# Records supplied start

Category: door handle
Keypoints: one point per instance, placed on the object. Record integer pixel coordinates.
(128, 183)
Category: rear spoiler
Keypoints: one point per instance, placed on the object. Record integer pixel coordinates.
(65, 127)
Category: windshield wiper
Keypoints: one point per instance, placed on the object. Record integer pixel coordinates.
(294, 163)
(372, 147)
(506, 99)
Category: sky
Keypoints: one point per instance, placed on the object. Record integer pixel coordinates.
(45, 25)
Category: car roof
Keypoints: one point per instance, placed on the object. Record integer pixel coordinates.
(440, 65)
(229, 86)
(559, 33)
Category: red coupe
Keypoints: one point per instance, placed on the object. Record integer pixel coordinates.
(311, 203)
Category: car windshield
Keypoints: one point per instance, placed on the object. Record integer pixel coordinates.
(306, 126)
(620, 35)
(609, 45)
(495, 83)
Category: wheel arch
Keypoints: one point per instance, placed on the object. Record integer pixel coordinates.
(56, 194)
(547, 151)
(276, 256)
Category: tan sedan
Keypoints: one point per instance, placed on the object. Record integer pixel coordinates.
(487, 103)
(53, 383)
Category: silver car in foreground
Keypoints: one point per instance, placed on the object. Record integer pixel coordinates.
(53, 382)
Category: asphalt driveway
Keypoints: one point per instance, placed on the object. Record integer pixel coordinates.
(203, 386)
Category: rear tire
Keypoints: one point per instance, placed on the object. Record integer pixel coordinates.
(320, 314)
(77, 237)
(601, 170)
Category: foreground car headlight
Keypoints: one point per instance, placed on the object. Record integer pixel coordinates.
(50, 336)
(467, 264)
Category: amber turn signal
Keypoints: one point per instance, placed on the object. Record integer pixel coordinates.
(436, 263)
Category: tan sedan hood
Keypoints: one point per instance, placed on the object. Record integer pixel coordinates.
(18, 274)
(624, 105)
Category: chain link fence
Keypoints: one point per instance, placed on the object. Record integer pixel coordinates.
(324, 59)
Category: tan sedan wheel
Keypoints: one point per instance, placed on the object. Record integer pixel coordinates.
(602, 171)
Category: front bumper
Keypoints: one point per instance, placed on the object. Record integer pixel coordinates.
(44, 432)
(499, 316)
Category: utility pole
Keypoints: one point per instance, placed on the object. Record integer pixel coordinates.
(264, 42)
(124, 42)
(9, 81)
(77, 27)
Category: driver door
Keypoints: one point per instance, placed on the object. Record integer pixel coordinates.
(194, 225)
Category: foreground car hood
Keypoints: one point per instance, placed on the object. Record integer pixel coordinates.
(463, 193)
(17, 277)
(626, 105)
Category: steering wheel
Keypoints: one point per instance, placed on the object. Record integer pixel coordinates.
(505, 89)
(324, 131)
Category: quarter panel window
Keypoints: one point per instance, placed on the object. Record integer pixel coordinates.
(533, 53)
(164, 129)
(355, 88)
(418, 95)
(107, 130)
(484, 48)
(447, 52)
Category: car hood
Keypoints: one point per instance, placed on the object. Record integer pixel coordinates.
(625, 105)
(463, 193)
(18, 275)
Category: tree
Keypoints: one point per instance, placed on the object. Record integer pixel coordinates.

# Records supplied end
# Records supplied start

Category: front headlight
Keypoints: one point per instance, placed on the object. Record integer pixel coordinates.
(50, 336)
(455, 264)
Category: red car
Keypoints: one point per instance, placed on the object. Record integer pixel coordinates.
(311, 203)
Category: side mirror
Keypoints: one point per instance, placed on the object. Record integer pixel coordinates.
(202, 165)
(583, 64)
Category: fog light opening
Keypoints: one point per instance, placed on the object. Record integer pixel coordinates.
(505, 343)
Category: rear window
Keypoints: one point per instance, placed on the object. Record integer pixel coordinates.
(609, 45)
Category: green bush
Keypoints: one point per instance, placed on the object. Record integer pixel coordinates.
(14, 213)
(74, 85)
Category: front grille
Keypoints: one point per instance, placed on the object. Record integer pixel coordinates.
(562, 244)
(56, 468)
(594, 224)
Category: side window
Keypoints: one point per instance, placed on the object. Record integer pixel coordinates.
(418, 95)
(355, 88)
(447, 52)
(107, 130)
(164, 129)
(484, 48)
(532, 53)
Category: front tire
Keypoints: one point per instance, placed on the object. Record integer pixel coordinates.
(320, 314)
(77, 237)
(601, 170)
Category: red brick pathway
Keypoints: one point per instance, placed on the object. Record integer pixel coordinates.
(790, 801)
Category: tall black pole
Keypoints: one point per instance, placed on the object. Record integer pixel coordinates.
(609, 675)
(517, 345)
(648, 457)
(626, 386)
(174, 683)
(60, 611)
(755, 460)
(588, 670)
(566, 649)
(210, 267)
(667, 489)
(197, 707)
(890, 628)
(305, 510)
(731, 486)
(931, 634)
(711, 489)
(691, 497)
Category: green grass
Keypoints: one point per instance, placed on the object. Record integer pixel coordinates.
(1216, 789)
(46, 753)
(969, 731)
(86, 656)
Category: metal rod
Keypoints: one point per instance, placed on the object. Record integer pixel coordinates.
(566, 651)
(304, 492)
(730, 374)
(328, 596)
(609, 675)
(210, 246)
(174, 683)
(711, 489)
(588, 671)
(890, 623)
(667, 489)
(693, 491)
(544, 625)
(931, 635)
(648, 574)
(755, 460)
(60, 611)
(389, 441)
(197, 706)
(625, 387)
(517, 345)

# Records supplied end
# Records supplied start

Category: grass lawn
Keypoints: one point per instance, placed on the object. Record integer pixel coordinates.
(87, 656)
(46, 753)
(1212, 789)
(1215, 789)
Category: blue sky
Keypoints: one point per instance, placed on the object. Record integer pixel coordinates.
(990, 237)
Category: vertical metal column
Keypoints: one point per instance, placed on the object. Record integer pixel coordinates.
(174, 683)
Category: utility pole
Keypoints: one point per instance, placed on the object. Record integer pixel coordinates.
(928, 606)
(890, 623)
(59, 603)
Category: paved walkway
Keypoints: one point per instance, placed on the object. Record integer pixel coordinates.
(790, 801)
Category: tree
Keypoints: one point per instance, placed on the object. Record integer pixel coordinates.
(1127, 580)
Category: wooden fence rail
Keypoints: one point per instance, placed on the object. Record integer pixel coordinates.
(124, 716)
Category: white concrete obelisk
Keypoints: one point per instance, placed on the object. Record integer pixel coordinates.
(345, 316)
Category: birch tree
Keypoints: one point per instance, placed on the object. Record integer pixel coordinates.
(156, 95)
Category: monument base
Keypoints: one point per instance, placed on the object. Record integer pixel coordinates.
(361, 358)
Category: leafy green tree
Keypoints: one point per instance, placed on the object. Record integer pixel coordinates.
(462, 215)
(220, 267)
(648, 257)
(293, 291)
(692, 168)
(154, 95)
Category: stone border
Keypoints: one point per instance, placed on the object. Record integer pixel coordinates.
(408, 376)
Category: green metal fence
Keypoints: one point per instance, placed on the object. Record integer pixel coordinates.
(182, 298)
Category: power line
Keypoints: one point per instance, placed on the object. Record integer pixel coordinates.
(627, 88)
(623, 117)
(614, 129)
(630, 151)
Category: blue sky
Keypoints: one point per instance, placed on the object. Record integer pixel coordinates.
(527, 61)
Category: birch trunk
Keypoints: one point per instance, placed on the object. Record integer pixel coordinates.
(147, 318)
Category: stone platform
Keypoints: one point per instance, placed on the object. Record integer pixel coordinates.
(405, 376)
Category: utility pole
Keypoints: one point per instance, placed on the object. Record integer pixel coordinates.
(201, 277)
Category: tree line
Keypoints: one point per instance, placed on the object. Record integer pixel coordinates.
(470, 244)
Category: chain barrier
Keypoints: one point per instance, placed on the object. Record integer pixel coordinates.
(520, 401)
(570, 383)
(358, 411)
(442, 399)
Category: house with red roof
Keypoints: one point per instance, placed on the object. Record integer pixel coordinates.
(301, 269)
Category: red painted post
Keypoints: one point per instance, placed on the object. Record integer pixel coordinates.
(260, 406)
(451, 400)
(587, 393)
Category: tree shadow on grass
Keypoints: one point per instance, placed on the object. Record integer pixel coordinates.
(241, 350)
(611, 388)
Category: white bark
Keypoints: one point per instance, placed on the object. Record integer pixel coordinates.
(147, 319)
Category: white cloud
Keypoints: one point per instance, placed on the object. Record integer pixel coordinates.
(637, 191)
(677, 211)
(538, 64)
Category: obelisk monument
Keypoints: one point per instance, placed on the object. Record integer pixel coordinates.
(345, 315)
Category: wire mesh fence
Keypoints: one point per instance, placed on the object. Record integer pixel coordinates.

# Records supplied end

Exercise aim → Please pull out every line above that contains the word "obelisk", with case counting.

Output of the exercise →
Category: white concrete obelisk
Category: obelisk monument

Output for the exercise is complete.